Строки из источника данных
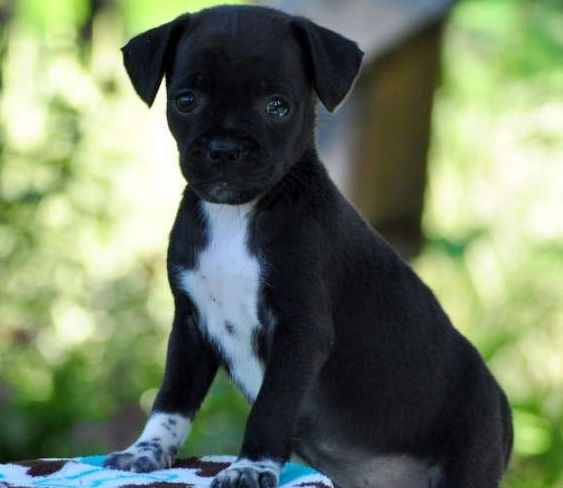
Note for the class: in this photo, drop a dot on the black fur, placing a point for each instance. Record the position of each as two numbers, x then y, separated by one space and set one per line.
363 366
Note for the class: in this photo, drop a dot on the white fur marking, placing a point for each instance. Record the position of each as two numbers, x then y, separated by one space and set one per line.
171 428
224 286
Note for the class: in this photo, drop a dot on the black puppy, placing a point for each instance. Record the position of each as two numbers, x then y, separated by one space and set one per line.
344 353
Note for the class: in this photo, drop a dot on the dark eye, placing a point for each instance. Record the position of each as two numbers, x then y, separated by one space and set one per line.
186 102
277 107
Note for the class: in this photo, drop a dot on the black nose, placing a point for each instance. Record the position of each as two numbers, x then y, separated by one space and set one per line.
223 149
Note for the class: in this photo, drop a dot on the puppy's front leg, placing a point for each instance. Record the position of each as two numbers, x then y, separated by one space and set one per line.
300 347
190 369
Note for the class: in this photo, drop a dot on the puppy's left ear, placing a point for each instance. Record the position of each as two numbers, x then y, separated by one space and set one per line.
147 56
334 60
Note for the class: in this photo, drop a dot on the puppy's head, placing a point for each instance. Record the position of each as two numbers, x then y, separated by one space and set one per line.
242 83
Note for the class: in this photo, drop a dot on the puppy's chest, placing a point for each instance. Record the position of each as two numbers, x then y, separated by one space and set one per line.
225 287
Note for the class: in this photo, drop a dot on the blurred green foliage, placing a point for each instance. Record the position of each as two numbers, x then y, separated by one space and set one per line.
89 186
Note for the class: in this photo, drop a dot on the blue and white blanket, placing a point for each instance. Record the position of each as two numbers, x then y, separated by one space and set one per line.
88 472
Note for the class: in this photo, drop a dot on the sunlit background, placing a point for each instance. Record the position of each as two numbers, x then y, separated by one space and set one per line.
89 186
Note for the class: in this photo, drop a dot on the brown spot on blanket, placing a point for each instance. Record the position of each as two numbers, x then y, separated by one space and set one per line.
205 469
159 484
42 467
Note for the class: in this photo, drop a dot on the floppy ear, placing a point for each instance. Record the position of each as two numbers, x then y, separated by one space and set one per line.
147 57
334 60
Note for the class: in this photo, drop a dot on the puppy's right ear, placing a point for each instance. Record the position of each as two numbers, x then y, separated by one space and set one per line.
147 57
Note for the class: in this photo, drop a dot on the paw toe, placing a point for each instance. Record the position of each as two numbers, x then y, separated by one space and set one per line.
119 460
144 464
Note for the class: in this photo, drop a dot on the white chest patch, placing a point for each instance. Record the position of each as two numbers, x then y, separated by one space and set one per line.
224 286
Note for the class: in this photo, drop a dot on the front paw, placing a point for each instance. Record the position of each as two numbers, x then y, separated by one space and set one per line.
141 457
248 474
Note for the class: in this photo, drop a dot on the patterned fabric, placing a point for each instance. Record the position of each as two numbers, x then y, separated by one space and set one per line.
87 472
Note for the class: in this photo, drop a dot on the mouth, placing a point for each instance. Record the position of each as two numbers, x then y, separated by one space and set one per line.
222 192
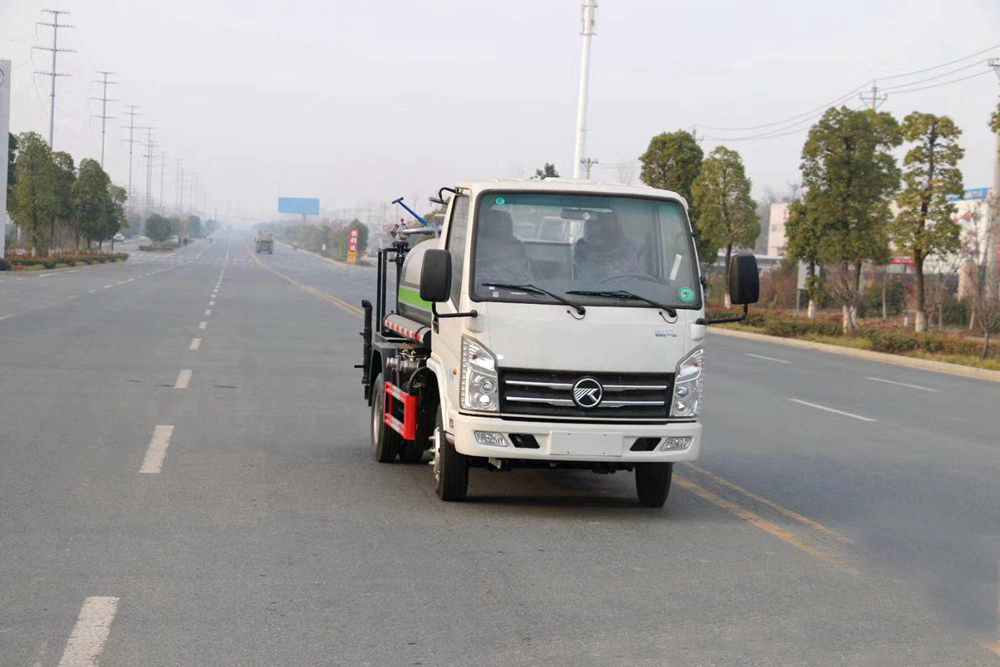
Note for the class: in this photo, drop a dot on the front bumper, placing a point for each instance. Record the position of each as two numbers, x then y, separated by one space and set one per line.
572 442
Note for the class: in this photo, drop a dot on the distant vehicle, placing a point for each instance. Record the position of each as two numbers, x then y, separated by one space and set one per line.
264 243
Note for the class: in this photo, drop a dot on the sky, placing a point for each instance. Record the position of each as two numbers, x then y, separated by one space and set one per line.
359 102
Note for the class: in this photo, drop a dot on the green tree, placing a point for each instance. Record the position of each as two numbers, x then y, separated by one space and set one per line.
547 171
727 214
34 189
91 201
11 175
850 174
64 175
158 228
923 227
672 162
194 226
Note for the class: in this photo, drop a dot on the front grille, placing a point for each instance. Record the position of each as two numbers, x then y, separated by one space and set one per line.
549 394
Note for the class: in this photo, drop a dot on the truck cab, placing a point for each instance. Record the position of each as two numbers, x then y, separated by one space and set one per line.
551 323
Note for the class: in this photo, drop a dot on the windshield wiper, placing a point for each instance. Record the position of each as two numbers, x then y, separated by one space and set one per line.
625 294
538 290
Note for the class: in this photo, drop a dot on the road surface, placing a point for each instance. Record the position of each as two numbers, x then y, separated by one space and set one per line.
186 479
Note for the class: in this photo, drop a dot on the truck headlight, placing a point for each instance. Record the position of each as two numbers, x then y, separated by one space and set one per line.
480 385
687 385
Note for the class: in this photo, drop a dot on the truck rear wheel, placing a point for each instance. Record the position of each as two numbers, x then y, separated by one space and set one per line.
385 441
652 483
451 469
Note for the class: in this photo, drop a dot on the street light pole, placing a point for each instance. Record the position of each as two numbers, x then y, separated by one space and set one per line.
587 30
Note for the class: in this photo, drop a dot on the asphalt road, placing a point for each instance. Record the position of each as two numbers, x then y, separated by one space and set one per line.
185 479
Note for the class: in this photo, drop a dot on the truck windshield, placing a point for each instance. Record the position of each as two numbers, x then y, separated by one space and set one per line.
590 247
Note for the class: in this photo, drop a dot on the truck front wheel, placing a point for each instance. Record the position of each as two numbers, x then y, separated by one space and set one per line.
385 441
652 483
451 469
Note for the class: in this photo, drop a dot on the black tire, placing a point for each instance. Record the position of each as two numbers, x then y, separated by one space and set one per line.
652 483
411 451
451 469
385 441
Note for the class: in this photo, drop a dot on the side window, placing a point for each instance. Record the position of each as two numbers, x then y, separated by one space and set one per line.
458 233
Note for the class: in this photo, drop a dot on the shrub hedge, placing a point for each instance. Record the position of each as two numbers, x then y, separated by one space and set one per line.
56 261
881 338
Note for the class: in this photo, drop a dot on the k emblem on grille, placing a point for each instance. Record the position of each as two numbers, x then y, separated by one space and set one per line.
587 393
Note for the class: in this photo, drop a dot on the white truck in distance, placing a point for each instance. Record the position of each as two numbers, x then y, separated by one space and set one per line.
551 323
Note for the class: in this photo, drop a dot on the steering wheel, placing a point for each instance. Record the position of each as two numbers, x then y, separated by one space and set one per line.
633 276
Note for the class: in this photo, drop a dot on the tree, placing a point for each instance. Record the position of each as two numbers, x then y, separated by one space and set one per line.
727 215
11 175
158 228
91 201
923 227
849 174
547 171
64 174
672 162
194 226
34 189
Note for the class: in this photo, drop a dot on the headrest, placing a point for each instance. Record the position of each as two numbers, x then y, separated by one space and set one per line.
603 227
498 224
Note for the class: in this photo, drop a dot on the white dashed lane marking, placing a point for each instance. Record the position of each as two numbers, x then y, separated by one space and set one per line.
93 625
157 451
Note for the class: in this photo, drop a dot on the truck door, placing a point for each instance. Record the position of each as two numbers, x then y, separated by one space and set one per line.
447 345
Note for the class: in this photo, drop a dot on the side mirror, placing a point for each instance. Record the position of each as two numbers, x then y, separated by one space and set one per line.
744 280
435 276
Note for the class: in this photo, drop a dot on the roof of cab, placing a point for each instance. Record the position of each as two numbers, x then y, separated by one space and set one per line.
567 185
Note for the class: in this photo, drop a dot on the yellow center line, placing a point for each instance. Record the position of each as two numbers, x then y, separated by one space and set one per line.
765 525
315 291
773 505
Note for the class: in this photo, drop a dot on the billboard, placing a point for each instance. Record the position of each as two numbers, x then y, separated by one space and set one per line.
299 205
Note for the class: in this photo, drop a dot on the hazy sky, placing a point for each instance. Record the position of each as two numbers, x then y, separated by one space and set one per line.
358 102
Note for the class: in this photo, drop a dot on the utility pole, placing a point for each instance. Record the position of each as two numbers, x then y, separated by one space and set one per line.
993 235
131 140
55 25
104 107
179 186
149 167
587 30
163 170
873 98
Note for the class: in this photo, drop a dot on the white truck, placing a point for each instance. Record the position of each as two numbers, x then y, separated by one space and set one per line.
546 324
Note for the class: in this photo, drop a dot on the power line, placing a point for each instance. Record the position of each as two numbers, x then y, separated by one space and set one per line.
856 90
950 62
54 74
104 107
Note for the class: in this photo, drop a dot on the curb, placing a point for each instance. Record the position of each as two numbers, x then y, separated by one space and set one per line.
899 360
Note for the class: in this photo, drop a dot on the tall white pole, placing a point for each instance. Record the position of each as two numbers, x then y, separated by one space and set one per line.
587 30
4 139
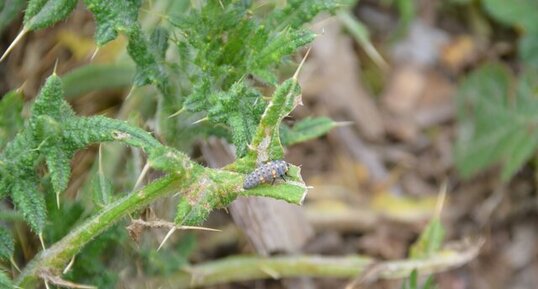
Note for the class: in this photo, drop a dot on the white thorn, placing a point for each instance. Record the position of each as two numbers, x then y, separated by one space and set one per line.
296 75
130 92
177 112
94 54
200 120
101 160
69 266
166 237
15 41
14 264
42 242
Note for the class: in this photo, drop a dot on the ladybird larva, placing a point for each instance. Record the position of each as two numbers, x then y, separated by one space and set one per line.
267 172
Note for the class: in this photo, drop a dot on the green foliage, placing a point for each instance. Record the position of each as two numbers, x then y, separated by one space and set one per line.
227 50
166 262
44 13
227 45
5 282
91 264
54 133
298 12
10 116
497 121
413 283
113 17
9 10
306 129
102 190
522 15
6 244
428 243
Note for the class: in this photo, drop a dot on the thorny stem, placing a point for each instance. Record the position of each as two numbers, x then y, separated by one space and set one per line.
229 186
245 268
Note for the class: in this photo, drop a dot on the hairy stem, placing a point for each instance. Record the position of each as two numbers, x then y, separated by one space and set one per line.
221 187
245 268
55 257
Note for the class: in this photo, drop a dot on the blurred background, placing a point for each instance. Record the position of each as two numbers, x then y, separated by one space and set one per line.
423 93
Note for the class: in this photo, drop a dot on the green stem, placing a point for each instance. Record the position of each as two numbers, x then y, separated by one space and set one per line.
244 268
55 257
95 77
214 188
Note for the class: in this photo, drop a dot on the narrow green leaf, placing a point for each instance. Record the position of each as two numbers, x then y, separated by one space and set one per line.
10 116
83 131
299 12
522 149
429 241
285 43
102 191
10 11
95 77
520 12
31 203
59 165
7 246
266 143
44 13
5 281
306 129
113 17
50 101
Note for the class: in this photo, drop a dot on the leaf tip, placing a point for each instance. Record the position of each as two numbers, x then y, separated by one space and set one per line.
14 43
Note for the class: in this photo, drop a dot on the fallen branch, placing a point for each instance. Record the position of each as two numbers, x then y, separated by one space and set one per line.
246 268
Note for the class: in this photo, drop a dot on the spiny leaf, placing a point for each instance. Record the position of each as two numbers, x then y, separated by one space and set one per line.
80 132
31 203
5 282
494 126
44 13
306 129
113 17
7 246
266 143
281 45
50 101
429 241
59 164
102 190
10 11
10 116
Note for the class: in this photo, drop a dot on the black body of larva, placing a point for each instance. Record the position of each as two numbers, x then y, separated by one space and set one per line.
265 173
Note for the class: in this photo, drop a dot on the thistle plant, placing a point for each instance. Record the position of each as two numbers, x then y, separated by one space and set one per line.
208 62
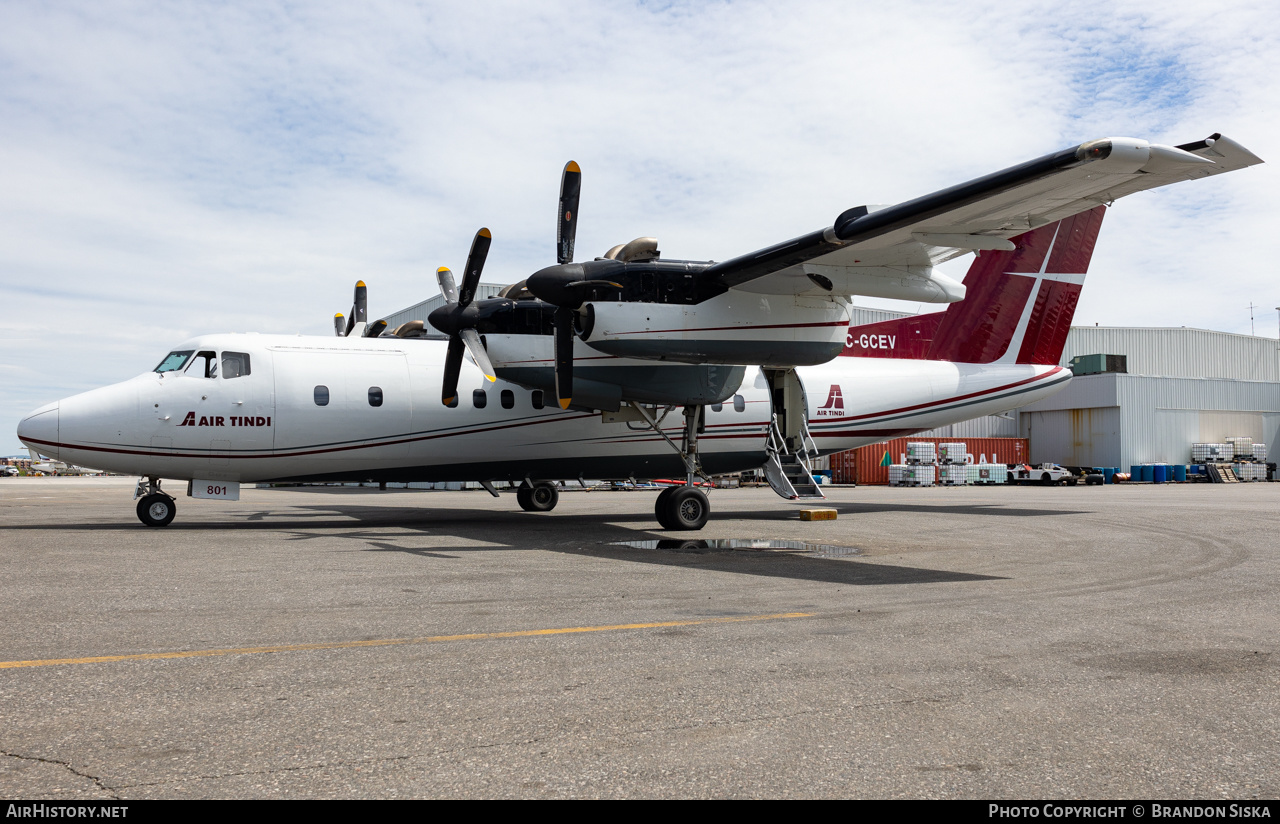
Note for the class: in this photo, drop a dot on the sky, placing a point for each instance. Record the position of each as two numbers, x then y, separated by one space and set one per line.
177 169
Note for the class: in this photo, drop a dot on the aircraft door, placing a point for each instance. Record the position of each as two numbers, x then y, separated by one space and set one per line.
790 406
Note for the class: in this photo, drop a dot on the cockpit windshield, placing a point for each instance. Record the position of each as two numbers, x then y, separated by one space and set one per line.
174 361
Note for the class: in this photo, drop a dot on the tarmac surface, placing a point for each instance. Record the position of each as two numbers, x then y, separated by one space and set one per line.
1019 642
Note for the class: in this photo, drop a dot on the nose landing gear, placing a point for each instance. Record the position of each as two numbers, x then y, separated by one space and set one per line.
155 507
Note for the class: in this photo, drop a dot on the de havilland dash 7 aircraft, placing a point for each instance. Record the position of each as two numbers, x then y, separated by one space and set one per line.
580 369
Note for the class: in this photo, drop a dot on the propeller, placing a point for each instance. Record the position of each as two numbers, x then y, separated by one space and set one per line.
571 186
566 284
457 317
359 309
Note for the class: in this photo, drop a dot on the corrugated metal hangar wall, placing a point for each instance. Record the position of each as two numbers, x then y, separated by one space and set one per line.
1182 387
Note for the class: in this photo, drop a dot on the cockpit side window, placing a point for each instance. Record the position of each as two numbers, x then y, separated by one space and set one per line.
234 365
174 361
204 365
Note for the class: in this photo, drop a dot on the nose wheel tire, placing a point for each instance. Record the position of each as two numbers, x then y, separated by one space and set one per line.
682 508
538 498
156 509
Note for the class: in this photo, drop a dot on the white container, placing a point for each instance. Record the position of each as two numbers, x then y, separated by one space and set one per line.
1251 471
1242 447
1212 453
922 453
912 475
987 474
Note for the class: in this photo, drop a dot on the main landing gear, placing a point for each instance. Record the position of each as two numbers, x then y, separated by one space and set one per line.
155 507
540 497
682 507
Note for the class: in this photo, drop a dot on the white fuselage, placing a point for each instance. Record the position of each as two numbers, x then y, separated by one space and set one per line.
382 417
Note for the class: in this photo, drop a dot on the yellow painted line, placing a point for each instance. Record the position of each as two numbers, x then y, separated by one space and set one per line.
433 639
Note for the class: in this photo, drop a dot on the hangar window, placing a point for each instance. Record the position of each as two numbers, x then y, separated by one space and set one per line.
174 361
234 365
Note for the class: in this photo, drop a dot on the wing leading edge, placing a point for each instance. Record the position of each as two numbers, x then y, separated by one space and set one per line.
891 252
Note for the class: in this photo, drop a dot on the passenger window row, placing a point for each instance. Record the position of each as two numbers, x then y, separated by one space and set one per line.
479 398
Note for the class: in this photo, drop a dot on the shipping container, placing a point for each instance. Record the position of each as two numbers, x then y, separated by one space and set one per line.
869 465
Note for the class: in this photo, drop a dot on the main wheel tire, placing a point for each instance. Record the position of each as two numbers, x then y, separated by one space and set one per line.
662 509
156 509
685 509
539 498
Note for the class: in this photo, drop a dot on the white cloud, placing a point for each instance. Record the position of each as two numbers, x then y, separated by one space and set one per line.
174 169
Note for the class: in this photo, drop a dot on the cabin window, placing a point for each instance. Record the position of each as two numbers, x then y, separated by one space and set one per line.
234 365
174 361
204 365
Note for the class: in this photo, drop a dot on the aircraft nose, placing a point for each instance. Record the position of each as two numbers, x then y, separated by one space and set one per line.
39 430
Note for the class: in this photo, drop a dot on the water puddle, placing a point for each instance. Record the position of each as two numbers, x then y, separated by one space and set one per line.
745 544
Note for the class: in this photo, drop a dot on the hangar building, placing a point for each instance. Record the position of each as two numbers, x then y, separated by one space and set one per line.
1174 388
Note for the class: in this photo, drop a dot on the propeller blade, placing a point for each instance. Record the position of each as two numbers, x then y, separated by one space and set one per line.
360 311
452 369
565 356
447 287
475 347
475 265
571 186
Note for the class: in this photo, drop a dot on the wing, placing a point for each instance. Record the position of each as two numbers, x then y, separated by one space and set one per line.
891 251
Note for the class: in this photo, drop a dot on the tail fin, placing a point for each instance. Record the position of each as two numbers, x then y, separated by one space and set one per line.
1018 309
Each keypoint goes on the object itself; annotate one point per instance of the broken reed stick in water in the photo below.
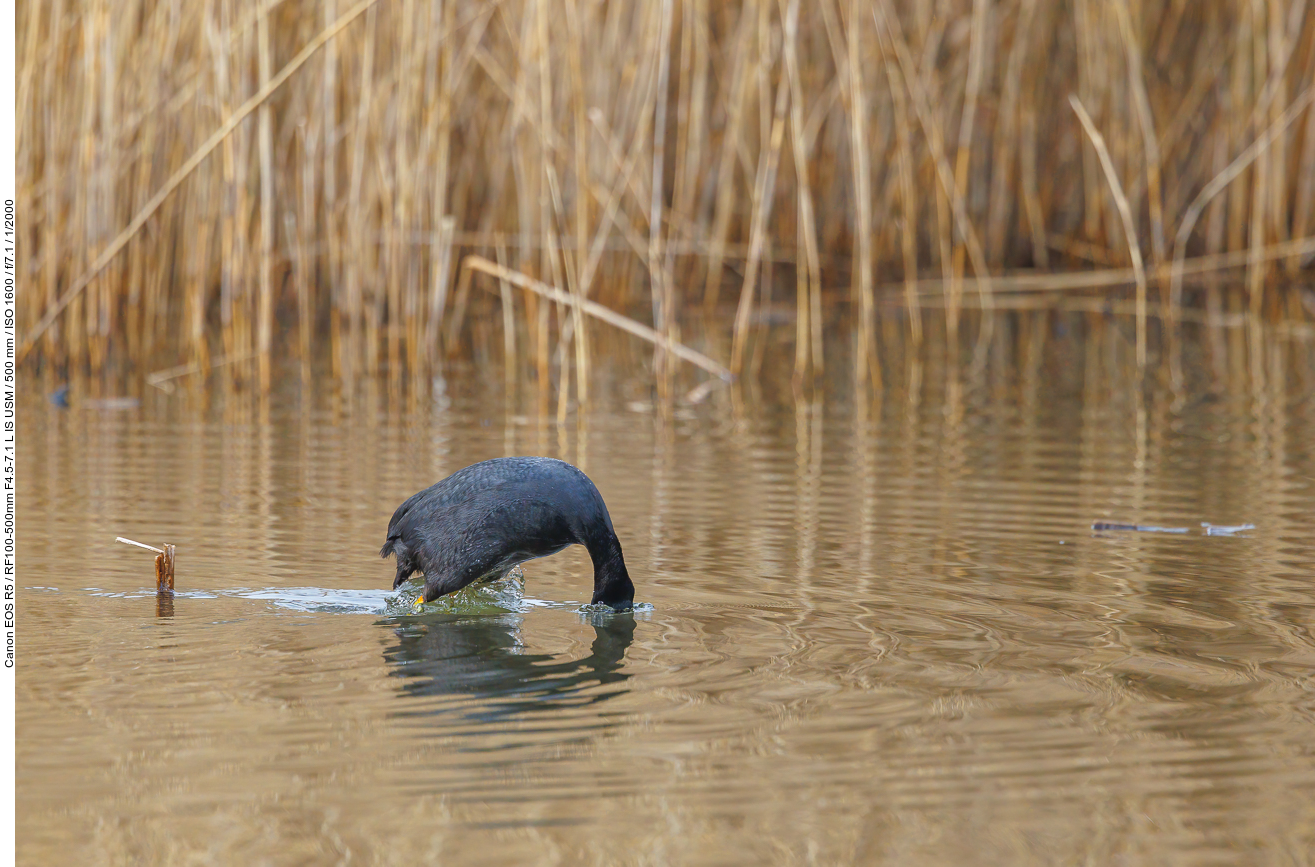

ЗАДАНИЕ:
В каких строках выше встречается слово «water»? Выберите и выпишите их полностью.

ПИСЬМЕННОЕ РЕШЕНИЕ:
Note for the class: in this photo, drop a dot on the water puddle, placing a point for each instance. Record the position of each as two numbers, x then y, separated by one space and set one per line.
Each keypoint goes on the object itself; annotate one point per instance of the broken reed stick in water in the photo below.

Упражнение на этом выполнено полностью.